Task goal
Reproduce everything in the refind-btrfs issue thread from "Venom1991/refind-btrfs" down to "couple of times).", substituting "refind-btrfs.timer" for each occurrence of "refind-btrfs.service".

Source document
::::::
Venom1991/refind-btrfs

_gdbm.error: [Errno 11] Resource temporarily unavailable: '/var/lib/refind-btrfs/local_db'

Closed this issue · 11 comments

Currently running into the aforementioned issue when refind-btrfs.service gets executed. Started happening after I moved /var to its own @var subvolume (copied all children with cp --archive -r --reflink=always). Deleting /var/lib/refind-btrfs/local_db and restarting refind-btrfs.service works once or twice before failing again, tested by creating a snapshot with snapper -c root create --description "test" and deleting it (a couple of times).

Package versions:

  • refind-btrfs 0.6.2-1
  • refind 0.14.2-1
  • snapper 0.11.2-1

journalctl -u refind-btrfs.service excerpt (full log: refind-btrfs.log)

-- Boot 8a3354baeed148c69957320a03564c58 --
Sep 25 15:24:10 archlinux systemd[1]: Starting Generate rEFInd manual boot stanzas from Btrfs snapshots...
Sep 25 15:24:12 archlinux /usr/lib/python3.12/site-packages/refind_btrfs/__main__.py[1112]: Scheduling watch for directories: /.snapshots, /.snapshots/1, /.snapshots/10, /.snapshots/11, /.snapshots/12, /.snapshots/13, /.snapshots/14, /.snapshots/2, /.snapshots/3, /.snapshots/4, /.snapshots/5, /.snapshots/6, /.snapshots/7, /.snapshots/8, /.snapshots/9.
Sep 25 15:24:12 archlinux /usr/lib/python3.12/site-packages/refind_btrfs/__main__.py[1112]: Starting the observer with PID 1112.
::::::
(Object position labeling lines)
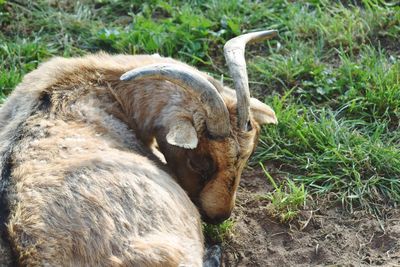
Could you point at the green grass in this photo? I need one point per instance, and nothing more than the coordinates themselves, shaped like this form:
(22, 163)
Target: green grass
(218, 233)
(332, 76)
(286, 200)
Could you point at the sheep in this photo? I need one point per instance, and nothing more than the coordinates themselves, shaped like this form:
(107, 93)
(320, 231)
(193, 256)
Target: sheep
(80, 184)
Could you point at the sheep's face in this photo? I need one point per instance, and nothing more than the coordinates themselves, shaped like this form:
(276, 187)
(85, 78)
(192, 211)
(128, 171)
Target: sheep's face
(211, 171)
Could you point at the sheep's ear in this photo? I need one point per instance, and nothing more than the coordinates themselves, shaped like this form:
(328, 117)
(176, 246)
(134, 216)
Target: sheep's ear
(262, 113)
(182, 134)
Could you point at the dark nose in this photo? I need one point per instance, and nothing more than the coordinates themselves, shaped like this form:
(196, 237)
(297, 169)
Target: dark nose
(215, 220)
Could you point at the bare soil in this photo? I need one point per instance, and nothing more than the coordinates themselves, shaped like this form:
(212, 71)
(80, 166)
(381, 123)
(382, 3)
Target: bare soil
(320, 237)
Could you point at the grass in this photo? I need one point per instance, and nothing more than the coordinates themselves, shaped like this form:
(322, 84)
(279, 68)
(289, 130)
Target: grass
(286, 200)
(332, 76)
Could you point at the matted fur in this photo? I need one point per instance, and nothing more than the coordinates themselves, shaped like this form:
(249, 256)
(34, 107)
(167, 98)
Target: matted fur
(84, 188)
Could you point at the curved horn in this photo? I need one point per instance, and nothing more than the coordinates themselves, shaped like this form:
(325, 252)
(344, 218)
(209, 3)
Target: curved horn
(234, 55)
(217, 120)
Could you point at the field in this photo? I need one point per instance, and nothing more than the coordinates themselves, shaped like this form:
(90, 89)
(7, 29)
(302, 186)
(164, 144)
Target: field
(323, 186)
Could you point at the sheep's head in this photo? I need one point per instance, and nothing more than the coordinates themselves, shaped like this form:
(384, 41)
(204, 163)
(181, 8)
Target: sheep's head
(207, 154)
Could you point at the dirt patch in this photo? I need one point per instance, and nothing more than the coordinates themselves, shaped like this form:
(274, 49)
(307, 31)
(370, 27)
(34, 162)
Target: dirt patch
(321, 237)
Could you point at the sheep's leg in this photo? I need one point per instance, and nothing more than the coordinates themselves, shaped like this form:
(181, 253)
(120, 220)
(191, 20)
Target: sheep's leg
(159, 251)
(212, 257)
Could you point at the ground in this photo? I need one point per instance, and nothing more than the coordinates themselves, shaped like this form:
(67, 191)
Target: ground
(325, 236)
(332, 76)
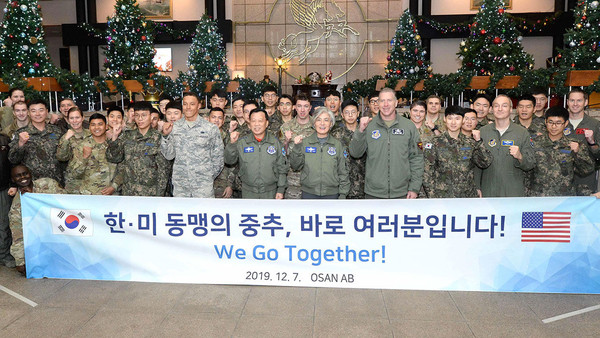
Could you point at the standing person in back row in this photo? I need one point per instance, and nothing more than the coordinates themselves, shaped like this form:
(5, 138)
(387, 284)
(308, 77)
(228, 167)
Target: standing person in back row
(197, 148)
(394, 161)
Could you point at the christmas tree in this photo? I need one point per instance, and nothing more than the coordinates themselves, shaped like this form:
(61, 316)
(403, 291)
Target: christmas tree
(494, 44)
(130, 40)
(22, 44)
(406, 59)
(207, 58)
(583, 39)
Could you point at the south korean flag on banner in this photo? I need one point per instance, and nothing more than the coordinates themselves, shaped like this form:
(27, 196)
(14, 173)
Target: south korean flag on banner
(71, 222)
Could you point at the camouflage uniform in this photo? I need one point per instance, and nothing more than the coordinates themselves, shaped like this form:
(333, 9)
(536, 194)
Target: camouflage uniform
(227, 176)
(356, 166)
(43, 186)
(39, 152)
(95, 172)
(556, 166)
(449, 165)
(294, 190)
(197, 149)
(143, 167)
(71, 151)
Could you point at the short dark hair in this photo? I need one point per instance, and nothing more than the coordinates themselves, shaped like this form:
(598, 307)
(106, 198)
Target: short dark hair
(301, 97)
(98, 116)
(174, 105)
(454, 110)
(216, 109)
(527, 97)
(268, 88)
(39, 101)
(191, 94)
(258, 110)
(115, 108)
(143, 106)
(347, 103)
(249, 102)
(285, 96)
(482, 96)
(14, 89)
(557, 111)
(334, 93)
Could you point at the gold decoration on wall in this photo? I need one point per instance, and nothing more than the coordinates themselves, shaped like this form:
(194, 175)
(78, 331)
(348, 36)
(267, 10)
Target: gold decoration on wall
(319, 18)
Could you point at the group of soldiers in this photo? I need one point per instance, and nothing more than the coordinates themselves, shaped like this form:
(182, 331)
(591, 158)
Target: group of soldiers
(284, 147)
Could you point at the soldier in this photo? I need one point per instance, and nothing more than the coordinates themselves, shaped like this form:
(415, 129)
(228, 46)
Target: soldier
(299, 125)
(269, 99)
(356, 166)
(510, 145)
(433, 120)
(98, 176)
(6, 113)
(450, 159)
(197, 148)
(469, 122)
(541, 101)
(262, 163)
(143, 167)
(22, 177)
(525, 117)
(583, 128)
(36, 144)
(482, 105)
(6, 258)
(333, 101)
(558, 158)
(223, 184)
(373, 104)
(21, 119)
(321, 159)
(61, 120)
(394, 161)
(70, 147)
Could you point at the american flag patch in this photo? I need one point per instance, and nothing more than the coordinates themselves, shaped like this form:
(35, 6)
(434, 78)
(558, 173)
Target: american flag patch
(546, 227)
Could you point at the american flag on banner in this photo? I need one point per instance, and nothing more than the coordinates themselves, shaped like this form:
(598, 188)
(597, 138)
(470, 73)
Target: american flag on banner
(546, 227)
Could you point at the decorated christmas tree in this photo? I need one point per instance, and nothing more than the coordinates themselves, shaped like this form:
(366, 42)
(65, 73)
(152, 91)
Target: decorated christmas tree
(582, 42)
(406, 59)
(207, 58)
(130, 40)
(494, 44)
(22, 44)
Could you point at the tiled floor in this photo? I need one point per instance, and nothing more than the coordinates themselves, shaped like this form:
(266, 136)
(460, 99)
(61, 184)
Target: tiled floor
(75, 308)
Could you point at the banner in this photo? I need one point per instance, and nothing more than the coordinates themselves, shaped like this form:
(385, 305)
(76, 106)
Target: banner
(493, 244)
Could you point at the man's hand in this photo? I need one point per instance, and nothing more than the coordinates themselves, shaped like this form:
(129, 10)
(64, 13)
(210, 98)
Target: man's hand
(87, 151)
(364, 122)
(234, 136)
(411, 195)
(574, 146)
(233, 126)
(167, 128)
(515, 152)
(107, 191)
(69, 134)
(228, 192)
(589, 136)
(54, 118)
(23, 138)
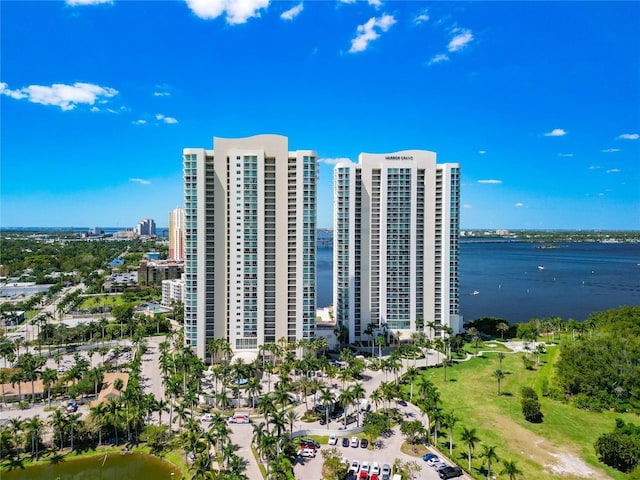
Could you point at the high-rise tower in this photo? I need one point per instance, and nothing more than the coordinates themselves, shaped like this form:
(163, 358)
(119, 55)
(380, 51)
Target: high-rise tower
(176, 234)
(395, 254)
(250, 219)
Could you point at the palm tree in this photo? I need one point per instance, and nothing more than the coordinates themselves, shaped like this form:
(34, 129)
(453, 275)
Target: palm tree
(450, 421)
(73, 421)
(501, 356)
(98, 412)
(58, 422)
(502, 327)
(33, 428)
(326, 398)
(470, 438)
(511, 469)
(499, 374)
(489, 452)
(49, 377)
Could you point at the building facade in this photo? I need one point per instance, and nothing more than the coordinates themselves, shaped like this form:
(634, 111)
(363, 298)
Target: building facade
(151, 273)
(146, 227)
(395, 251)
(250, 243)
(176, 234)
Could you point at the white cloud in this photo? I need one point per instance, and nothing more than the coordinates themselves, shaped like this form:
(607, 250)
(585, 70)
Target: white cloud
(165, 119)
(367, 32)
(556, 132)
(292, 12)
(67, 97)
(460, 40)
(441, 57)
(423, 17)
(628, 136)
(141, 181)
(75, 3)
(334, 161)
(237, 11)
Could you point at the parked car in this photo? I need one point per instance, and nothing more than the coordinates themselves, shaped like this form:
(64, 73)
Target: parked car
(438, 464)
(310, 441)
(307, 452)
(450, 472)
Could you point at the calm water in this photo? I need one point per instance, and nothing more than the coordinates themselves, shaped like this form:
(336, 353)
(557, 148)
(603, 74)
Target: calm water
(114, 467)
(577, 279)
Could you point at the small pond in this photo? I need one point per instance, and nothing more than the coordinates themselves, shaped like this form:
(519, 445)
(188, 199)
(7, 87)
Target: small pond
(101, 467)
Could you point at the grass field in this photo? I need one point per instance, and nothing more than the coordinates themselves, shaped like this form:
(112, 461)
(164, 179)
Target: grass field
(95, 301)
(559, 447)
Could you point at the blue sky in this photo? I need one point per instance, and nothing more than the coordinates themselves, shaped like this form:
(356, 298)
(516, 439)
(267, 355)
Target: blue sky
(539, 102)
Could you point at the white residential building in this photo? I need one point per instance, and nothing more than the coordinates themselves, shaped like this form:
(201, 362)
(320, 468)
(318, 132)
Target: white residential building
(250, 219)
(395, 254)
(176, 234)
(173, 290)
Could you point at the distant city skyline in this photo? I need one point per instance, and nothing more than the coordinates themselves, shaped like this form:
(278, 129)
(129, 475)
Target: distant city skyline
(539, 102)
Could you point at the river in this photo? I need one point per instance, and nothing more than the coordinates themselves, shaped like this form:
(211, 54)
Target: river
(573, 280)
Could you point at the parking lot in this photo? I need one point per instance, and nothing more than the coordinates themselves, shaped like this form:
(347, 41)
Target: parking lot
(389, 451)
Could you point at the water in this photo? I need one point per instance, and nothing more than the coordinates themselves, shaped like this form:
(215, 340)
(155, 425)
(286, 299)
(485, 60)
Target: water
(114, 467)
(577, 279)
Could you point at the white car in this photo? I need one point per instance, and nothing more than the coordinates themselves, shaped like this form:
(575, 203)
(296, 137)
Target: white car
(307, 452)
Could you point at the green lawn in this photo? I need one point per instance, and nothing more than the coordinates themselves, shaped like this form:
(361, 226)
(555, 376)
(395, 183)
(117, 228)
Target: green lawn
(471, 393)
(101, 301)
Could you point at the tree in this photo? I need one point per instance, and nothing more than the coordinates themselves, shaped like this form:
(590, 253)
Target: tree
(511, 469)
(470, 438)
(502, 327)
(489, 453)
(501, 356)
(499, 375)
(49, 377)
(531, 405)
(450, 421)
::::::
In response
Venom1991/refind-btrfs

_gdbm.error: [Errno 11] Resource temporarily unavailable: '/var/lib/refind-btrfs/local_db'

Closed this issue · 11 comments

Currently running into the aforementioned issue when refind-btrfs.timer gets executed. Started happening after I moved /var to its own @var subvolume (copied all children with cp --archive -r --reflink=always). Deleting /var/lib/refind-btrfs/local_db and restarting refind-btrfs.timer works once or twice before failing again, tested by creating a snapshot with snapper -c root create --description "test" and deleting it (a couple of times).